STATED PROBLEM A:
Transcribe the part of the oil and gas market commentary that opens with the words containing "Following the tape" and closes with "only 66.8 Bcf.".
STATED PROBLEM B:
Summarize the oil and gas market commentary in two sentences.

QUOTED PASSAGE:

# # #

Following the tape can leave analysts and investors feeling a bit woozy, maybe even schizophrenic, these days. Strong oil prices and surging production are creating wonderful cash-flow metrics, some nice investment ideas and smiles all around.

But flip the switch to natural gas, and frown lines take over. According to the Energy Information Administration, the U.S. was oversupplied by an average of 1.3 billion cubic feet a day over the past three years. In 2011, domestic supply averaged 68.5 Bcf a day against demand of only 66.8 Bcf.

The macro picture also seems tough to call. China’s growth is slowing down, but it is importing more oil. Housing starts are inching up, but so are foreclosures. Then there is another factor that causes E&P stocks to trade at a discount—risk. Geopolitical risk weighing on E&P stocks presently is a wild card making it difficult for portfolio managers and clients to have a constructive thesis. When the market doesn’t know what level of confidence to have for prices, or equities in general, they are assigned a higher discount than normal.

# # #

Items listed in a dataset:

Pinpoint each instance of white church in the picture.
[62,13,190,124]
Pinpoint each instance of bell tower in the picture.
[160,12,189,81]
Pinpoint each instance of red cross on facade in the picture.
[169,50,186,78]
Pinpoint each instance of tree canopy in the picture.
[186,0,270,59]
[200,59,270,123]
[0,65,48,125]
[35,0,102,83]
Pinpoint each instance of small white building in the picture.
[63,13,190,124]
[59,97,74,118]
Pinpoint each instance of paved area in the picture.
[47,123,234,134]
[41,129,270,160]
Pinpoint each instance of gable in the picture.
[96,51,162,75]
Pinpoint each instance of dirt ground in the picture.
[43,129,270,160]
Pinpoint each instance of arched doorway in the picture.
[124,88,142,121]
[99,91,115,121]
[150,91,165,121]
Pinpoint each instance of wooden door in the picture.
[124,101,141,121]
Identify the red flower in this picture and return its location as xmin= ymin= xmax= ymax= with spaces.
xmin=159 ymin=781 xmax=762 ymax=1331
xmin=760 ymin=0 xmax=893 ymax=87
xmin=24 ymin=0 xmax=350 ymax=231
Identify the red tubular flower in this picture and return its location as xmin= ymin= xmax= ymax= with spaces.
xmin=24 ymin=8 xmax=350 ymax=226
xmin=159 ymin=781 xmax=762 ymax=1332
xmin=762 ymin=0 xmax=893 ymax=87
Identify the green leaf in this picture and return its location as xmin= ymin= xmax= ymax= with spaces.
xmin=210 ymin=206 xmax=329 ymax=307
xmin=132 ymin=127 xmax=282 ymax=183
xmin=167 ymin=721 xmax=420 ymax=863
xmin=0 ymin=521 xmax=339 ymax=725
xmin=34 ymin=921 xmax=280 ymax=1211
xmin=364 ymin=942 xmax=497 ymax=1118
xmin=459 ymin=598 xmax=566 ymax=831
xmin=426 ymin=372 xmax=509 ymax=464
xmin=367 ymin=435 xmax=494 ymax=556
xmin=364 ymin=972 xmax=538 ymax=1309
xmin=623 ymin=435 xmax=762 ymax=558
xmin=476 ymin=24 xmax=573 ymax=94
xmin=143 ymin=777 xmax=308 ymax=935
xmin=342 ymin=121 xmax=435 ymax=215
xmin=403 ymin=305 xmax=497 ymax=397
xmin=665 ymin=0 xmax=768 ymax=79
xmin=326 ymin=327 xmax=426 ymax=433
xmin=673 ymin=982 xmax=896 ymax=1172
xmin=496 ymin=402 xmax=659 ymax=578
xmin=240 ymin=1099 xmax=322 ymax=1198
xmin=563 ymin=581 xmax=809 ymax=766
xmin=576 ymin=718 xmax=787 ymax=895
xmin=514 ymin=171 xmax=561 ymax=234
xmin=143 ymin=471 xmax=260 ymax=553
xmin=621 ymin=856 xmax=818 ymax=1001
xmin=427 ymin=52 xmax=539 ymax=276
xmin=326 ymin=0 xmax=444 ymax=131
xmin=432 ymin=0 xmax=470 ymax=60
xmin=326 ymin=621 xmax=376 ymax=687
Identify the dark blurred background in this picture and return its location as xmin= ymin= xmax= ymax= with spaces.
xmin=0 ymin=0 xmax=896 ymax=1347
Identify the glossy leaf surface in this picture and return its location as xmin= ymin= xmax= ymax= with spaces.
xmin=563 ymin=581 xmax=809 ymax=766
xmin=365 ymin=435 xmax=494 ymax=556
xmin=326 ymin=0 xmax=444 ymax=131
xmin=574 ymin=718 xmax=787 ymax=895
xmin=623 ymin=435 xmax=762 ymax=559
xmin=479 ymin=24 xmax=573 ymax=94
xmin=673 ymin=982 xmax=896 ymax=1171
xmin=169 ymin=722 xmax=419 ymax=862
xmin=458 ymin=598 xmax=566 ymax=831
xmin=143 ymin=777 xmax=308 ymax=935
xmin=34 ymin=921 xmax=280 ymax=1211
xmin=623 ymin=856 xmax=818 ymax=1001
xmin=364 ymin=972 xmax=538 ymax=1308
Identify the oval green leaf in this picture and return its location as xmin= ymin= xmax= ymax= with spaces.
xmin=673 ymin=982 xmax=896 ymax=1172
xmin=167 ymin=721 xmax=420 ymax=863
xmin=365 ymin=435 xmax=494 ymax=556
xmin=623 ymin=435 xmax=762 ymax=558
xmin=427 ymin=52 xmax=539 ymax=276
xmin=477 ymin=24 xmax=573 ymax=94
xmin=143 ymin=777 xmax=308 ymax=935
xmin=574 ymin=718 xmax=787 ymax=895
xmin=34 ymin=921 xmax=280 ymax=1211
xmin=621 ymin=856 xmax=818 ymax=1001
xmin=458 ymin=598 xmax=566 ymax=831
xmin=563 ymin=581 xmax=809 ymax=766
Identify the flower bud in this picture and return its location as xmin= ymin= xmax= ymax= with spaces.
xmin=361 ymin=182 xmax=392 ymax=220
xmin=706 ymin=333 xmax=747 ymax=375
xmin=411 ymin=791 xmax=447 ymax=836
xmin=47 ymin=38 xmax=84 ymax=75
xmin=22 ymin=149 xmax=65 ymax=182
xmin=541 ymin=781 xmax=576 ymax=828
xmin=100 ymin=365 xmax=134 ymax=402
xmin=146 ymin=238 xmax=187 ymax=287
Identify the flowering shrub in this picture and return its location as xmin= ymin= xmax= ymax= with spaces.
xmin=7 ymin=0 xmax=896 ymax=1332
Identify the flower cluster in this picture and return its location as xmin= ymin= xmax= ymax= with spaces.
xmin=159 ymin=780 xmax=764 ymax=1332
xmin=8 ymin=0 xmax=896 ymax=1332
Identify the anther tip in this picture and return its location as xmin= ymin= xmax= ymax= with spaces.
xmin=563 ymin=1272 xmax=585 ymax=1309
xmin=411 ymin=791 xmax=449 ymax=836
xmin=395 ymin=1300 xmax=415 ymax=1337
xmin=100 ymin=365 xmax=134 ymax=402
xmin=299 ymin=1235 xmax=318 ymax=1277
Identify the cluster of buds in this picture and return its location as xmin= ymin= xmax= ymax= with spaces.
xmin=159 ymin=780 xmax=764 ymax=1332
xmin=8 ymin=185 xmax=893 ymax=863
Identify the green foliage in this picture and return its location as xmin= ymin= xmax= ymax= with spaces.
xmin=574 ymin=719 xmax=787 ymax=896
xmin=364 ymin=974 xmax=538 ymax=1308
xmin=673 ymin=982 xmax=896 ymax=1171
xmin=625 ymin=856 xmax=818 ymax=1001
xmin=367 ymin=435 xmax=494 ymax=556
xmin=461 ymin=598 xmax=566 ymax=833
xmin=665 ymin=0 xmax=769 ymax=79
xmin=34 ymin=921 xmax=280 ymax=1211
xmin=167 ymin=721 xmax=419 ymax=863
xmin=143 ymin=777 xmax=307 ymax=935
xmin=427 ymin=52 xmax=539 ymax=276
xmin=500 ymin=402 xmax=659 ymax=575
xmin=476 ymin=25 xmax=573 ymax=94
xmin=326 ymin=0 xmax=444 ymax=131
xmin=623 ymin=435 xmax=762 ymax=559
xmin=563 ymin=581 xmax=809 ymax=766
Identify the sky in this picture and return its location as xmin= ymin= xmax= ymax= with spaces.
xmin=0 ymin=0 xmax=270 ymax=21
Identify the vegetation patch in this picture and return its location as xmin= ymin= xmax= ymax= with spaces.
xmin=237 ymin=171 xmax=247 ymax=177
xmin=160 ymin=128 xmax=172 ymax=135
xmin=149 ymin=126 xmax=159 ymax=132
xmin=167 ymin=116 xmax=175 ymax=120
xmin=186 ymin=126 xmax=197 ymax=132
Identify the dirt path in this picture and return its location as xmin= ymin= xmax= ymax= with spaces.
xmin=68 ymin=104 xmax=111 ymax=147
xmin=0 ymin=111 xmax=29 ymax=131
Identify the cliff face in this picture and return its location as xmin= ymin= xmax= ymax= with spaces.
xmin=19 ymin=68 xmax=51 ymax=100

# # #

PROBLEM SOLUTION A:
Following the tape can leave analysts and investors feeling a bit woozy, maybe even schizophrenic, these days. Strong oil prices and surging production are creating wonderful cash-flow metrics, some nice investment ideas and smiles all around.

But flip the switch to natural gas, and frown lines take over. According to the Energy Information Administration, the U.S. was oversupplied by an average of 1.3 billion cubic feet a day over the past three years. In 2011, domestic supply averaged 68.5 Bcf a day against demand of only 66.8 Bcf.

PROBLEM SOLUTION B:
Strong oil prices and surging production are creating excellent cash-flow metrics, but the U.S. natural gas market was oversupplied by an average of 1.3 Bcf a day over the past three years. Mixed macro signals and geopolitical risk make it hard to build a constructive thesis, so E&P stocks are assigned a higher discount than normal.